(What is expected)
Please transcribe every record below exactly as written.

Segment Open

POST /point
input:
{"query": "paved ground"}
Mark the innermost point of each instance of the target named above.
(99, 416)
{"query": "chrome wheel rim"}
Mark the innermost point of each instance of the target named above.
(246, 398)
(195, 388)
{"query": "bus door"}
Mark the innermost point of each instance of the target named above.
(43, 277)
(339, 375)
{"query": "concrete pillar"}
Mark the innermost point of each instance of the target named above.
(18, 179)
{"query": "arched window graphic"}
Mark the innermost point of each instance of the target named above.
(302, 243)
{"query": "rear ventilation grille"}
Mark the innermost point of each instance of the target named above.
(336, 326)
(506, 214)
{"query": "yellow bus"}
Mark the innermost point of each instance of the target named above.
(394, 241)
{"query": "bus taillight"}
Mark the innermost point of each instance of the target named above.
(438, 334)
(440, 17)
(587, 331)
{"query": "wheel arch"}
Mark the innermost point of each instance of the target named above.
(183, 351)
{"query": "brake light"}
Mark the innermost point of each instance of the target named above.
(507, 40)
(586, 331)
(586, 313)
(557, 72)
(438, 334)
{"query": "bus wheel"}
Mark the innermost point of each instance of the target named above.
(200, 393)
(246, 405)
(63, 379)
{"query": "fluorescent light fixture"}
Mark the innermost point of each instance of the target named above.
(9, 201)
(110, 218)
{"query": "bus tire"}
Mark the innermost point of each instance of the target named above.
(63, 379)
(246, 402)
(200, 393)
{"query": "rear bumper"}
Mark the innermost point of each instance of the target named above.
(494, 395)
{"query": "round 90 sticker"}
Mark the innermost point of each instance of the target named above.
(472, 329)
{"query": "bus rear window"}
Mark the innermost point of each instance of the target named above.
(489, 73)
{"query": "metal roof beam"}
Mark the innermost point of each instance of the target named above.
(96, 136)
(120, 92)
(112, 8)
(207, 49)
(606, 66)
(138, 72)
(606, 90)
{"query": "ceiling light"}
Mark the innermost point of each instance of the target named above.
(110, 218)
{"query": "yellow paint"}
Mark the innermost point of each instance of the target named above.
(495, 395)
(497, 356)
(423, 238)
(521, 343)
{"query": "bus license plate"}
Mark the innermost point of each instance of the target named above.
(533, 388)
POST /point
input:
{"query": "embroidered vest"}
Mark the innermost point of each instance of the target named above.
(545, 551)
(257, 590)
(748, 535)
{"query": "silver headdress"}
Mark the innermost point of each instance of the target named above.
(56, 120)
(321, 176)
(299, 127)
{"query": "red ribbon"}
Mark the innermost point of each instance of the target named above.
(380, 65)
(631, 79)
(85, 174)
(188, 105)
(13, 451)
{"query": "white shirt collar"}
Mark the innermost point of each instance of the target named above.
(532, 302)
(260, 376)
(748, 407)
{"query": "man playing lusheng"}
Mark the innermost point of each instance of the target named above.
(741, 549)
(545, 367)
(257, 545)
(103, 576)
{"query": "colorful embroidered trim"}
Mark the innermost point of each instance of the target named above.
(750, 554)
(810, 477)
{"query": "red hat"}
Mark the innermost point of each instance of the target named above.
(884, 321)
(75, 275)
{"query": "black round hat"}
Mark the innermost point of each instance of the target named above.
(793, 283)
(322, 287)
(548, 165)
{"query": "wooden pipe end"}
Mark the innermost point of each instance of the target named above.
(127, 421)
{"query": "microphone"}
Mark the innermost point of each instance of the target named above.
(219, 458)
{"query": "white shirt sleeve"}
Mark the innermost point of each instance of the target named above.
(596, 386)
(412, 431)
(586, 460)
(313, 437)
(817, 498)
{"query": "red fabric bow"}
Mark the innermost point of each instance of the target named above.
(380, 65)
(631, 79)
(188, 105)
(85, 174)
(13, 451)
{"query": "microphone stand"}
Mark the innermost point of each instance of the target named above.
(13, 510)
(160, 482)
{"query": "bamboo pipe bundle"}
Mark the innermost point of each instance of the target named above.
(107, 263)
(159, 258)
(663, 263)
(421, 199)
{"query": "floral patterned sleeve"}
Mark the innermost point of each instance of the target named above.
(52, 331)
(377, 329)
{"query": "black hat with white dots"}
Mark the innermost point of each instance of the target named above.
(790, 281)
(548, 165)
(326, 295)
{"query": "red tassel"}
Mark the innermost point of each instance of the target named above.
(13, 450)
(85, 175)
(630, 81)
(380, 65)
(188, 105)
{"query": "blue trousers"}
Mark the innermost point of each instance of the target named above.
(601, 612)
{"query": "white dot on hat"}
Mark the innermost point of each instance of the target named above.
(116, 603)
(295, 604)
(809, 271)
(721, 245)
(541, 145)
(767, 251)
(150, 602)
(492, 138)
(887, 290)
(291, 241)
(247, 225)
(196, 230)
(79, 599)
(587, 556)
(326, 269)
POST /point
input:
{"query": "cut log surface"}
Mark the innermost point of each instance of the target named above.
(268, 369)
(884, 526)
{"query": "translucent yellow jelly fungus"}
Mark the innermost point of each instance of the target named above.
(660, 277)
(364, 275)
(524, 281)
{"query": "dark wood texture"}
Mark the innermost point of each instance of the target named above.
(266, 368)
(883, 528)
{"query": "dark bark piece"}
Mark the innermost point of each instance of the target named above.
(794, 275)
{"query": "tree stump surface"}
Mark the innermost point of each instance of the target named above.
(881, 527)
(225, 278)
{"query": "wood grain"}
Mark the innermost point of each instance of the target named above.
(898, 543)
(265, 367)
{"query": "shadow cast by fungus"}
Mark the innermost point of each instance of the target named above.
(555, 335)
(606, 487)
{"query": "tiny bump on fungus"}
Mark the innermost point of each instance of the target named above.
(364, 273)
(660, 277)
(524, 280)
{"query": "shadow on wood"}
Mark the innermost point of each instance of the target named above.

Segment Closed

(Output below)
POST /point
input:
{"query": "paved ground"}
Mark the innermost point of each instance of the target named above.
(99, 416)
{"query": "chrome wheel rim"}
Mark the innermost point of each instance of the target named above.
(246, 398)
(195, 388)
{"query": "bus door"}
Mark the innermost point of each instance of the target named above.
(43, 277)
(339, 375)
{"query": "concrete pillar"}
Mark the innermost point of each instance of the target named above.
(18, 179)
{"query": "arched window graphic"}
Mark the innermost point of each instance of the target named above.
(302, 243)
{"query": "rear ventilation grille"}
Mark the innermost point of each instance of the target named above.
(336, 326)
(506, 214)
{"query": "yellow bus"}
Mark the innermost point of each instance of the target named above.
(394, 241)
{"query": "bus taillight"}
Mark the innermost point of each instance of the target named above.
(438, 334)
(440, 17)
(587, 331)
{"query": "wheel arch"}
Mark the innermost point of each instance of the target named above.
(183, 351)
{"query": "brake light"}
Mark the innermost point of each instance of the target named above.
(507, 40)
(586, 331)
(586, 313)
(557, 72)
(438, 334)
{"query": "bus wheel"}
Mark the innermost point of each instance of the target named above.
(200, 393)
(246, 405)
(63, 379)
{"query": "fluorescent light fixture"}
Mark the innermost point of each instance of the target named above.
(9, 201)
(110, 218)
{"query": "bus tire"}
Mark the innermost point of each instance of the target named above.
(63, 379)
(246, 402)
(200, 393)
{"query": "rear bumper"}
Mark the innermost point of each instance of the target named above.
(494, 395)
{"query": "round 90 sticker"}
Mark the innermost point of each instance of the target named above.
(472, 329)
{"query": "bus rear window"}
Mark the innermost point of each instance of the target named above.
(489, 73)
{"query": "metal roof beam"}
Mark the innermost point of each instance of the target named above.
(96, 136)
(120, 92)
(112, 8)
(207, 49)
(606, 66)
(138, 72)
(606, 90)
{"query": "ceiling light"}
Mark the innermost point of each instance of the target named above.
(110, 218)
{"query": "yellow paint"}
Mark the innermost point of each instance of the target named above.
(495, 395)
(497, 356)
(423, 238)
(521, 343)
{"query": "bus license plate"}
Mark the innermost point of each instance of the target named above.
(533, 388)
POST /point
input:
{"query": "embroidered vest"}
Mark the innermost point of each instance of the target named above.
(545, 551)
(257, 590)
(748, 535)
{"query": "silver headdress"}
Mark the innermost point of each instance of the target named above.
(56, 120)
(321, 176)
(299, 127)
{"query": "red ribbon"}
Mark the innermost point of each instance of the target named above.
(380, 65)
(631, 79)
(85, 174)
(188, 105)
(13, 451)
{"query": "white shirt collar"}
Mark the innermost point of each instance of the target named above.
(532, 302)
(260, 376)
(748, 407)
{"query": "man playing lusheng"}
Mark the innermost point of each instance of the target named above.
(741, 549)
(545, 367)
(257, 545)
(103, 576)
{"query": "colorful embroidered trim"}
Mark the innermost point of each instance of the target named above.
(750, 554)
(810, 477)
{"query": "red hat"}
Mark the innermost point of each instance of the target named above.
(884, 321)
(75, 275)
{"query": "black round hat"}
Mark the innermost point of each instance of the target named above.
(793, 283)
(322, 287)
(548, 165)
{"query": "wooden pipe end"}
Mark the innermost point of each instance of the target named above.
(127, 421)
{"query": "microphone"}
Mark the innermost point of each instance of the target named above.
(219, 458)
{"query": "white shirt sleeve"}
Mark the innermost point of each instance of the target named above.
(596, 386)
(412, 431)
(586, 460)
(313, 437)
(817, 498)
{"query": "red fabric bow"}
Mark the innermost point of each instance of the target named above.
(380, 65)
(631, 79)
(188, 105)
(85, 174)
(13, 451)
{"query": "microphone stand"}
Mark the innermost point of each instance of the target named above.
(13, 510)
(160, 482)
{"query": "bamboo pipe bundle"}
Mark the innermost point of each instance of the target named above.
(107, 263)
(159, 258)
(663, 263)
(421, 199)
{"query": "floral patterned sleeve"}
Mark the innermost point of each instance of the target named above.
(52, 331)
(377, 329)
{"query": "black hat with white dots"}
Mark the innermost point of each instance of the target named above.
(790, 281)
(548, 165)
(326, 295)
{"query": "red tassel"}
Mark the innermost point of each instance of the target named above.
(13, 450)
(85, 175)
(630, 81)
(380, 65)
(188, 105)
{"query": "blue trousers"}
Mark the innermost point of each instance of the target named above.
(601, 612)
{"query": "white dot on hat"}
Mark the innermost point of each instance of the target named above.
(116, 603)
(295, 604)
(809, 271)
(721, 245)
(541, 145)
(767, 251)
(150, 602)
(492, 138)
(887, 290)
(291, 241)
(247, 225)
(196, 230)
(79, 599)
(587, 556)
(326, 269)
POST /point
input:
{"query": "cut log surface"}
Mark the innermost point of each instance of the target named above.
(268, 369)
(884, 526)
{"query": "translucent yellow jelly fungus"}
Mark the innermost point of each instance of the target named above.
(660, 277)
(364, 275)
(524, 281)
{"query": "dark wood texture"}
Mark the innermost point of each instance of the target named above.
(266, 368)
(883, 528)
{"query": "dark bark piece"}
Mark the innermost point of each instance of the target named above.
(794, 275)
{"query": "tree stump surface"}
Mark the innermost point of each instance of the target named above.
(881, 527)
(225, 278)
{"query": "wood grain"}
Mark the innermost point of each instance of the target named above.
(898, 543)
(265, 367)
{"query": "shadow cast by fungus"}
Mark the innermost point of each instance of the target named above.
(555, 335)
(606, 487)
{"query": "tiny bump on fungus"}
Mark the innermost point of each instance of the target named above.
(364, 273)
(660, 277)
(524, 280)
{"query": "shadow on wood"}
Mark the innermost point of each instance of the target named above.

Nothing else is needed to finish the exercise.